§ **WHAT IS REQUIRED**
In the float comparison thread, which section of C99 is cited for the nextafter() function?

§ **PASSAGE PROVIDED**
Float comparison

Keith Thompson · May 14, 2009

CBFalconer said:
Keith said:

CBFalconer said:

Keith Thompson wrote:

... snip ...

If an int object i contains the value 42, it doesn't matter
whether it was generated via
int i = 42;
or
int i = 6 * 7;
or
int i = 429 / 10;
The meaning of the stored value 42 is independent of how it was
generated.

If a double object x contains the value 42.0, it doesn't matter
how it was generated. The meaning of 42.0 is independent of how
it was generated.

No, it isn't. To quote the standard again:

5.2.4.2.2:

... snip ...

[#10] The values given in the following list shall be
replaced by implementation-defined constant expressions with
(positive) values that are less than or equal to those
shown:

-- the difference between 1 and the least value greater
than 1 that is representable in the given floating
point type, b1-p

FLT_EPSILON 1E-5
DBL_EPSILON 1E-9
LDBL_EPSILON 1E-9

Click to expand...

Yes, yes, we all know what the *_EPSILON constants mean -- and
it's not what you seem to think they mean. FLT_EPSILON has a
very specific meaning, and you've just quoted it.
FLT_EPSILON == nextafter(1.0, 2.0) - 1.0
(See C99 7.12.11.1 for the nextafter() function.)

Click to expand...

No, you misunderstand the fundamentals. With the normal fp
implementation, the value 1+EPSILON will not be represented as
1.0. nextafter(1.0, 0.5) will be the first value less than 1.0 not
represented as 1.0. (I was not aware the nextafter function
existed - it makes explanations easier.) That 'range' that is
represented by 1.0 is the fundamental characteristic of the fp
value 1.0. A proper implementation of nextafter will handle the
funny results due to rounding policies, etc.

No, the fundamental characteristic of the floating-point value 1.0 is
the real value 1.0. I'm not missing your point; I just disagree with
it.

If the *_EPSILON constants are so fundamental, why does the standard
place so little emphasis on them?

But you miss the fact that all values greater than 1.0 and less
than 1.0+EPSILON (I am dropping the DBL - it is just a typing
nuisance) are _represented_ by the value 1.0. If you go through
the same process to find the first value less than 1.0 that has a
separate value, you again have a portion of the 'range', i.e. that
portion that is less than 1.0. No matter what you do, using that
fp system, you cannot represent any real value in that 'range' as
anything other than 1.0. The necessary consequence is that when
you read 1.0 you don't know what it represents, other than
something in the 'range'.

No, *you* miss the fact that values greater than 1.0 and less than
1.0+EPSILON *are not represented*. You cannot represent any real
value in the range (1.0, 1.0+EPSILON) *at all*.

Floating-point types are not continuous, they're discrete. The FP
value 1.0 is a close approximation of the real value 1.0+VERY_TINY,
but it isn't 1.0+VERY_TINY, it's just 1.0.

And we can, easily. Look at the hex representation of 1.0. Find
the significand portion. Increment that by one least significant
bit. You have just formed nextafter(1.0, 2.0).

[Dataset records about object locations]
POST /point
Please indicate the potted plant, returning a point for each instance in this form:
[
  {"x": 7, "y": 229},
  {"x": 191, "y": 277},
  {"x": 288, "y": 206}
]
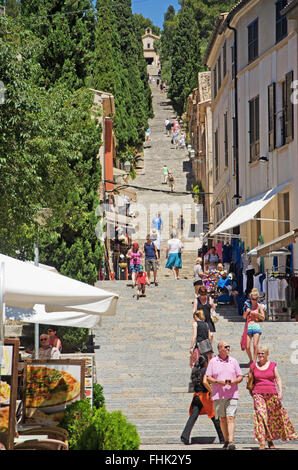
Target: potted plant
[{"x": 294, "y": 307}]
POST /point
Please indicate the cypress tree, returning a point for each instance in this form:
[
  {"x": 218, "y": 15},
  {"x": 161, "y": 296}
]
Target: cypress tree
[
  {"x": 66, "y": 32},
  {"x": 134, "y": 62},
  {"x": 185, "y": 59},
  {"x": 110, "y": 75}
]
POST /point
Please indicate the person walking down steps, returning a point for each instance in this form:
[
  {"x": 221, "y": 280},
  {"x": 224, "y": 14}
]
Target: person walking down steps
[{"x": 201, "y": 403}]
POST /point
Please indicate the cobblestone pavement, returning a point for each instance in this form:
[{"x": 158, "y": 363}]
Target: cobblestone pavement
[{"x": 142, "y": 362}]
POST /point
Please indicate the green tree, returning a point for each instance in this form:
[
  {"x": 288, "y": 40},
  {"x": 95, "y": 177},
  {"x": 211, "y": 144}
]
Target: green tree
[
  {"x": 135, "y": 64},
  {"x": 66, "y": 31},
  {"x": 166, "y": 43},
  {"x": 143, "y": 23},
  {"x": 48, "y": 159},
  {"x": 185, "y": 59},
  {"x": 110, "y": 74},
  {"x": 12, "y": 8}
]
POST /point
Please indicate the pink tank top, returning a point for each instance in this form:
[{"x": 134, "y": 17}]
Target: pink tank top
[
  {"x": 264, "y": 379},
  {"x": 135, "y": 258}
]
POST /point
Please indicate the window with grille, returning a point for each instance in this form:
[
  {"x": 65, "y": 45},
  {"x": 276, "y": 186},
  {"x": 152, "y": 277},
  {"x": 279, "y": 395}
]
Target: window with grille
[
  {"x": 281, "y": 23},
  {"x": 224, "y": 59},
  {"x": 216, "y": 172},
  {"x": 271, "y": 117},
  {"x": 254, "y": 129},
  {"x": 253, "y": 40},
  {"x": 226, "y": 142}
]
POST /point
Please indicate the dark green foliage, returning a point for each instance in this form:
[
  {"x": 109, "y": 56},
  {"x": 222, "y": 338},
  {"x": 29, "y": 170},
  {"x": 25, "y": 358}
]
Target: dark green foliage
[
  {"x": 133, "y": 59},
  {"x": 98, "y": 397},
  {"x": 66, "y": 31},
  {"x": 183, "y": 43},
  {"x": 184, "y": 59},
  {"x": 143, "y": 23},
  {"x": 109, "y": 431},
  {"x": 48, "y": 159},
  {"x": 77, "y": 417},
  {"x": 94, "y": 428}
]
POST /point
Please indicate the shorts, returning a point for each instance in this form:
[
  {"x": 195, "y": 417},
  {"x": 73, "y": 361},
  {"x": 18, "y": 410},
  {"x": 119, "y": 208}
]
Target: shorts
[
  {"x": 151, "y": 265},
  {"x": 225, "y": 407},
  {"x": 134, "y": 268},
  {"x": 254, "y": 329}
]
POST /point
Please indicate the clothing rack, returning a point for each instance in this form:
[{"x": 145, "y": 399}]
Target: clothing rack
[{"x": 275, "y": 273}]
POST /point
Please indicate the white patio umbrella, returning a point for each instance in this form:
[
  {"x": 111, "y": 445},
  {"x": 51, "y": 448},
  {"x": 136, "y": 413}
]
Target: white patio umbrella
[{"x": 51, "y": 297}]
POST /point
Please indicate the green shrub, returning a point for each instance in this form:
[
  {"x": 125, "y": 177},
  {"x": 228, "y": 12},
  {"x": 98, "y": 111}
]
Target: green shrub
[
  {"x": 98, "y": 398},
  {"x": 76, "y": 419},
  {"x": 109, "y": 431}
]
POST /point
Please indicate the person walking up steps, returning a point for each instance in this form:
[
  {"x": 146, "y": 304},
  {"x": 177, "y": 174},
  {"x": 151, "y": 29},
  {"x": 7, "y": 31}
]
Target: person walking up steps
[
  {"x": 142, "y": 280},
  {"x": 151, "y": 259},
  {"x": 165, "y": 174},
  {"x": 171, "y": 181},
  {"x": 271, "y": 420},
  {"x": 253, "y": 314},
  {"x": 173, "y": 254}
]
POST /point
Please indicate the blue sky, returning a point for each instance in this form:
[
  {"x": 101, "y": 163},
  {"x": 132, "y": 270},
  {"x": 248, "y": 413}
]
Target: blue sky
[{"x": 153, "y": 9}]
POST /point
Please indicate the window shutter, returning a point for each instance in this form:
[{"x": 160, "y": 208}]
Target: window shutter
[
  {"x": 271, "y": 117},
  {"x": 257, "y": 127},
  {"x": 251, "y": 130},
  {"x": 289, "y": 114}
]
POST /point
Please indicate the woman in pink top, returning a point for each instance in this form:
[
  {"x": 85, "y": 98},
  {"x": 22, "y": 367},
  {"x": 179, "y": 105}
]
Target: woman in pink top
[
  {"x": 271, "y": 420},
  {"x": 135, "y": 256}
]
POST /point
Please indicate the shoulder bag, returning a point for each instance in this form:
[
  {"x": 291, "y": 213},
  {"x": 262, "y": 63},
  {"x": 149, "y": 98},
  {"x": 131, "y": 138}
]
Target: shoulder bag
[
  {"x": 194, "y": 356},
  {"x": 250, "y": 383},
  {"x": 205, "y": 346},
  {"x": 214, "y": 316}
]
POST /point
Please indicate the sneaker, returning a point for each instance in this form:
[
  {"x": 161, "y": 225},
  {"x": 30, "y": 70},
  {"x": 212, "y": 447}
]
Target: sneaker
[
  {"x": 185, "y": 441},
  {"x": 231, "y": 446}
]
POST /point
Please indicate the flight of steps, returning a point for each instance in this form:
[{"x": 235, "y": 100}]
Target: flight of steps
[{"x": 142, "y": 362}]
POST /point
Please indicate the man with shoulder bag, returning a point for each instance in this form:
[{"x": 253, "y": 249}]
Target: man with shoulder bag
[{"x": 224, "y": 374}]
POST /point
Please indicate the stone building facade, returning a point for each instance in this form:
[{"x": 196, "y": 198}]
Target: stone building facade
[{"x": 253, "y": 58}]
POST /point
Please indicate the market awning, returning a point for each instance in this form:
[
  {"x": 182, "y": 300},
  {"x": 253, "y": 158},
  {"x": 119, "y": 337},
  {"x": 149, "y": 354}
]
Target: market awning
[
  {"x": 126, "y": 191},
  {"x": 114, "y": 217},
  {"x": 247, "y": 210},
  {"x": 276, "y": 244},
  {"x": 118, "y": 173}
]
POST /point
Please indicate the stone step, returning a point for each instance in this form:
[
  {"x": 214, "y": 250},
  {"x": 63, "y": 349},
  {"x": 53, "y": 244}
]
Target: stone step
[{"x": 142, "y": 362}]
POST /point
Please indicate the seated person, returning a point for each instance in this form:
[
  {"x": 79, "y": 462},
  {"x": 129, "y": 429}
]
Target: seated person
[{"x": 46, "y": 351}]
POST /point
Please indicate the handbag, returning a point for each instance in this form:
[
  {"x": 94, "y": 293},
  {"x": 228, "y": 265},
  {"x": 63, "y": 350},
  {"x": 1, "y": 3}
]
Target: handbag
[
  {"x": 205, "y": 346},
  {"x": 243, "y": 341},
  {"x": 214, "y": 316},
  {"x": 250, "y": 383},
  {"x": 194, "y": 356}
]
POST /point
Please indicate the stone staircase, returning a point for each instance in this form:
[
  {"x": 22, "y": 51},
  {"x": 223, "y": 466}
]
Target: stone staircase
[{"x": 143, "y": 358}]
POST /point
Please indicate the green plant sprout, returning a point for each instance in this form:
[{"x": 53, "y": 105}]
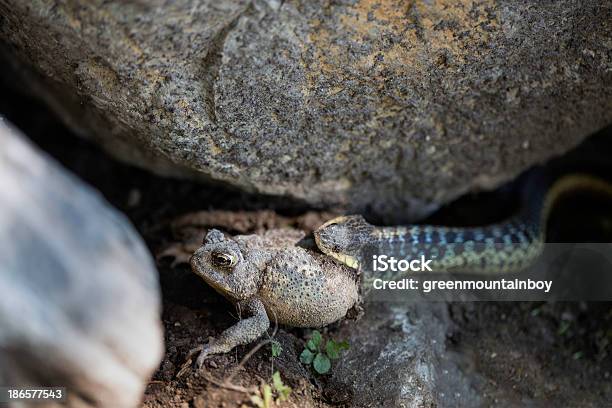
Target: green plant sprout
[
  {"x": 271, "y": 394},
  {"x": 320, "y": 357}
]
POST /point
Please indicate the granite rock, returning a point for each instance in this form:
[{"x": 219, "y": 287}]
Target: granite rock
[
  {"x": 383, "y": 105},
  {"x": 79, "y": 297}
]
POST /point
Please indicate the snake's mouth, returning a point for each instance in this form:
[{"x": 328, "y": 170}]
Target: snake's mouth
[{"x": 348, "y": 260}]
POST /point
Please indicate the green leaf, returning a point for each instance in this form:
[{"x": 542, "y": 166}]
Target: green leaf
[
  {"x": 282, "y": 390},
  {"x": 307, "y": 356},
  {"x": 316, "y": 338},
  {"x": 321, "y": 363},
  {"x": 276, "y": 349}
]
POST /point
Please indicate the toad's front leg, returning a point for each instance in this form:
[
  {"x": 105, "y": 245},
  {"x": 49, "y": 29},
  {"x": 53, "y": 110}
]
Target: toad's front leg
[{"x": 243, "y": 332}]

§ **ANSWER TO THE EXERCISE**
C99 7.12.11.1